◆ Stated problem ◆
Could you pull every line of the records below and reproduce each one verbatim, without changing anything?

>>>>>

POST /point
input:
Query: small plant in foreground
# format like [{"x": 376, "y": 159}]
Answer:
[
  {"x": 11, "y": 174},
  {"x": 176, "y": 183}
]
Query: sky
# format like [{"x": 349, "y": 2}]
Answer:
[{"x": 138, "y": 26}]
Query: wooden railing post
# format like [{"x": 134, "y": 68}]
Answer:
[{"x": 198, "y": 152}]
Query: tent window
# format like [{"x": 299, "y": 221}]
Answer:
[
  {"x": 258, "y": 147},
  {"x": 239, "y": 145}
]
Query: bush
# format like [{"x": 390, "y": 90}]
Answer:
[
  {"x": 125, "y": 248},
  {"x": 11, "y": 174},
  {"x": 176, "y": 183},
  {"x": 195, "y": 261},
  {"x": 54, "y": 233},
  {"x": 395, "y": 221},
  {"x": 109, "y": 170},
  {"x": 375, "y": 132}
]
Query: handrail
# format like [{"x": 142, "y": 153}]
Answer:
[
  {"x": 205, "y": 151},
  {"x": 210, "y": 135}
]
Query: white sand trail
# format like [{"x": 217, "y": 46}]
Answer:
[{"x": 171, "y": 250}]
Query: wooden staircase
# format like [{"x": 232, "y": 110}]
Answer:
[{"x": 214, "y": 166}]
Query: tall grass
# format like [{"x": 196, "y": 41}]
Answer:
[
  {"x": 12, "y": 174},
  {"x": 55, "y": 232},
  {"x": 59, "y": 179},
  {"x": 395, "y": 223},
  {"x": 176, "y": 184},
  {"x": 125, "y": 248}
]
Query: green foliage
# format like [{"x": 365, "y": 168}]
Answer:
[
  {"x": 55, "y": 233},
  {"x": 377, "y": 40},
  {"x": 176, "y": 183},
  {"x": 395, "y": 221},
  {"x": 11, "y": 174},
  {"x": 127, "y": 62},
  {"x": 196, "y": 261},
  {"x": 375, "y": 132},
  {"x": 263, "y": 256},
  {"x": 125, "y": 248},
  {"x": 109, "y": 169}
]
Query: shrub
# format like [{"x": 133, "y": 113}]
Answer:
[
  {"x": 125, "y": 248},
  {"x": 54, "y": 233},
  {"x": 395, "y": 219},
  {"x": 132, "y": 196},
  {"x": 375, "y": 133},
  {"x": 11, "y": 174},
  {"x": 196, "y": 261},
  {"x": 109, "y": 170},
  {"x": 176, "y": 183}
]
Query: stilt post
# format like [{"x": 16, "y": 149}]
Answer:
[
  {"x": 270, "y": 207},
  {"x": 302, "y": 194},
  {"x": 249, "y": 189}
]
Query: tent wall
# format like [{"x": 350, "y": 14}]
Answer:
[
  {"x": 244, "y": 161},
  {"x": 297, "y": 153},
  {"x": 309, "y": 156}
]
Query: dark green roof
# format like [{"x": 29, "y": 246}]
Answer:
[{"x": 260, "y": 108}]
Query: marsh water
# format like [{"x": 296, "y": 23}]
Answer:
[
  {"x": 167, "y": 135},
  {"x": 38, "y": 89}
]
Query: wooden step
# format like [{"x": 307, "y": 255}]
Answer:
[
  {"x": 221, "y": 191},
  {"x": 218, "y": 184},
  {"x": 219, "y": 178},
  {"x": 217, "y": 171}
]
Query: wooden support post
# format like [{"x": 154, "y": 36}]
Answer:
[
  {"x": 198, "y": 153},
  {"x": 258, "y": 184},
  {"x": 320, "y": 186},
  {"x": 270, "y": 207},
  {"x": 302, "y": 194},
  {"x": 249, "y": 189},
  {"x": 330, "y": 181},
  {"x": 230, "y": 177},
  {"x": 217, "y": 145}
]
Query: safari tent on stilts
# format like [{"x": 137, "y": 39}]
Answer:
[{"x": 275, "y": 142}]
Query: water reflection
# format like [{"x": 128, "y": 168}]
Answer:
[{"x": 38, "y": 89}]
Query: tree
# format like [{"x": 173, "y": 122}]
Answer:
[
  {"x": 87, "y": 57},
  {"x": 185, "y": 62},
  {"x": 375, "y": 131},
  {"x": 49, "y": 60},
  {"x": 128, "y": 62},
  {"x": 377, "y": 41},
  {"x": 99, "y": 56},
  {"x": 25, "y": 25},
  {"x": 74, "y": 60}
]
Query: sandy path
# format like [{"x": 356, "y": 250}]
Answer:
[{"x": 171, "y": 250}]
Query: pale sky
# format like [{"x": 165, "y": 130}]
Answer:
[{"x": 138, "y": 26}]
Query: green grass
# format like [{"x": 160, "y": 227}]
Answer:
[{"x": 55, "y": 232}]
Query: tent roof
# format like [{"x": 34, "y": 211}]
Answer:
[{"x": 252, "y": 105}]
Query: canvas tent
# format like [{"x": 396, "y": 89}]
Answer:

<<<<<

◆ Result of this task ◆
POST /point
input:
Query: small plant in foreground
# format like [{"x": 376, "y": 159}]
Answer:
[
  {"x": 11, "y": 174},
  {"x": 176, "y": 183}
]
Query: sky
# format like [{"x": 349, "y": 2}]
Answer:
[{"x": 138, "y": 26}]
Query: wooden railing post
# format like [{"x": 134, "y": 68}]
Answer:
[{"x": 198, "y": 152}]
Query: tent window
# format like [{"x": 299, "y": 221}]
Answer:
[
  {"x": 258, "y": 147},
  {"x": 239, "y": 145}
]
Query: bush
# format like [{"x": 390, "y": 90}]
Answer:
[
  {"x": 125, "y": 248},
  {"x": 11, "y": 174},
  {"x": 176, "y": 183},
  {"x": 195, "y": 261},
  {"x": 54, "y": 233},
  {"x": 395, "y": 221},
  {"x": 109, "y": 170},
  {"x": 375, "y": 132}
]
Query: handrail
# format like [{"x": 142, "y": 153}]
Answer:
[
  {"x": 205, "y": 151},
  {"x": 210, "y": 135}
]
Query: white sand trail
# format like [{"x": 217, "y": 46}]
Answer:
[{"x": 171, "y": 250}]
Query: wooden staircase
# format like [{"x": 232, "y": 110}]
Answer:
[{"x": 214, "y": 166}]
Query: tall grass
# format like [{"x": 196, "y": 41}]
Answer:
[
  {"x": 12, "y": 174},
  {"x": 55, "y": 232},
  {"x": 59, "y": 179},
  {"x": 395, "y": 223},
  {"x": 176, "y": 184},
  {"x": 125, "y": 248}
]
Query: green foliage
# format like [{"x": 365, "y": 168}]
Answer:
[
  {"x": 55, "y": 233},
  {"x": 377, "y": 40},
  {"x": 176, "y": 183},
  {"x": 395, "y": 221},
  {"x": 11, "y": 174},
  {"x": 127, "y": 62},
  {"x": 196, "y": 261},
  {"x": 375, "y": 132},
  {"x": 263, "y": 256},
  {"x": 125, "y": 248},
  {"x": 109, "y": 169}
]
Query: shrub
# format like [{"x": 133, "y": 113}]
Answer:
[
  {"x": 125, "y": 248},
  {"x": 54, "y": 233},
  {"x": 395, "y": 219},
  {"x": 132, "y": 196},
  {"x": 375, "y": 133},
  {"x": 11, "y": 174},
  {"x": 196, "y": 261},
  {"x": 109, "y": 170},
  {"x": 176, "y": 183}
]
Query: stilt post
# format like [{"x": 16, "y": 149}]
Answer:
[
  {"x": 270, "y": 207},
  {"x": 302, "y": 194},
  {"x": 249, "y": 189}
]
Query: tent wall
# format like [{"x": 350, "y": 14}]
Answer:
[
  {"x": 244, "y": 161},
  {"x": 297, "y": 153},
  {"x": 309, "y": 156}
]
Query: dark green roof
# format like [{"x": 29, "y": 246}]
Answer:
[{"x": 260, "y": 108}]
Query: marsh water
# format like [{"x": 296, "y": 23}]
Answer:
[
  {"x": 167, "y": 135},
  {"x": 38, "y": 89}
]
Query: wooden step
# format like [{"x": 307, "y": 255}]
Answer:
[
  {"x": 221, "y": 191},
  {"x": 218, "y": 184},
  {"x": 219, "y": 178},
  {"x": 217, "y": 171}
]
Query: wooden support post
# format like [{"x": 154, "y": 36}]
Answer:
[
  {"x": 198, "y": 153},
  {"x": 258, "y": 184},
  {"x": 320, "y": 186},
  {"x": 270, "y": 207},
  {"x": 302, "y": 194},
  {"x": 249, "y": 189},
  {"x": 330, "y": 181},
  {"x": 230, "y": 177},
  {"x": 217, "y": 145}
]
Query: safari tent on stilts
# format like [{"x": 137, "y": 39}]
Answer:
[{"x": 275, "y": 142}]
Query: water reflection
# format like [{"x": 128, "y": 168}]
Answer:
[{"x": 38, "y": 89}]
Query: tree
# format like [{"x": 173, "y": 122}]
Answer:
[
  {"x": 87, "y": 57},
  {"x": 185, "y": 62},
  {"x": 375, "y": 131},
  {"x": 49, "y": 60},
  {"x": 128, "y": 62},
  {"x": 377, "y": 41},
  {"x": 99, "y": 56},
  {"x": 25, "y": 25},
  {"x": 74, "y": 60}
]
Query: sandy path
# format like [{"x": 356, "y": 250}]
Answer:
[{"x": 171, "y": 250}]
Query: pale sky
# format like [{"x": 165, "y": 130}]
Answer:
[{"x": 138, "y": 26}]
Query: green grass
# format like [{"x": 160, "y": 227}]
Answer:
[{"x": 55, "y": 232}]
Query: tent roof
# format like [{"x": 34, "y": 211}]
Answer:
[{"x": 252, "y": 105}]
Query: canvas tent
# format like [{"x": 396, "y": 89}]
Answer:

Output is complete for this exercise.